* [Work to be completed]:
Extend the podcast transcript below, which covers balancing medical training with personal milestones, by continuing after its last line. The items that follow it are not part of the transcript.

* [Text under study]:
++++

Dr. Joseph: I would encourage you to think, let people think about, um, you know, different milestones and what you want in life to start being in parallel. I'm not saying that it should take up a whole lane as it's going in parallel, but you know, from a relationship perspective, you know, instead of saying, I will only wait ‘till I graduate before I can even consider dating because I don't have time. You know what, if you had your heart a little bit open to someone good that might be crossing your path. So not to close your heart you know, romantically, for example, in the journey as well, just because you have a very busy professional life ahead.
Radha Sharma: We really appreciate all this wisdom that's coming our way. I think I can speak for myself. Um, I'm very early on in my medical training, so I think even through these podcasts and listening to the advice that's being given, it's shifted my perspective. You have to kind of take control of what your own journey's gonna look like, and that might not look like your friends or your colleagues, but, um, accepting that uncertainty and accepting your own journey
Radha Sharma: In the name of the podcast, Maxime, Dr. Joseph, are you thriving or surviving?
Dr. Maxime Billick: I think if you had asked me like eight months ago, I would've been surviving. But right now it's, you know, the beginning of the summer. I'm on a more relaxed rotation. My egg frozen eggs are tucked away. I think I'm thriving.

++++

* [Data listing]:
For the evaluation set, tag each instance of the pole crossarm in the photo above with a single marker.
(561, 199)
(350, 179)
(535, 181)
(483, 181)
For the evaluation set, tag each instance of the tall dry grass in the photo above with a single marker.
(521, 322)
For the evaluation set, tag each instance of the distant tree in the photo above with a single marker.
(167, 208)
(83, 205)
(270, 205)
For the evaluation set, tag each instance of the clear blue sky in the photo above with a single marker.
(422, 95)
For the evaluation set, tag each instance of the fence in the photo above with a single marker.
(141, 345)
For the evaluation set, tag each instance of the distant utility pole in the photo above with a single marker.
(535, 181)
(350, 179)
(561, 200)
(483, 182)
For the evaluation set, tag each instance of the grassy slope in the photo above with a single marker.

++++

* [Expected answer]:
Radha Sharma: Love to hear it.
Dr. Joseph: Yeah, I think again, about eight months ago or a year ago, I was very much in the survival stage coming out of COCIVD, coming out of being an ER physician in COVID, ground zero hospitals and the isolation, lockdown, all of that. But today I can safely say I'm definitely more on the thriving end of the spectrum. Just finding balance in clinical career, finding more balance in personal life, coming to terms with singleness, but that is still not stopping me from pursuing relationships and loving people in my life more than ever, and just surrounding myself with wonderful people who are my cheerleaders. So I couldn't ask for more.
Radha Sharma: Amazing. I'm really, really happy to hear both of you are on that, on the up and up as they say. We just wanna give another huge, huge, huge thank you to our lovely guests. It was so amazing to just sit down and talk to you both so openly today, and hearing your journeys.
Radha Sharma: You can find additional information about some of the subject matter that we discussed today, both on our website and also we will link some articles related to what was talked about.
Radha Sharma: This is Radha, Dr. Joseph and Maxime signing off.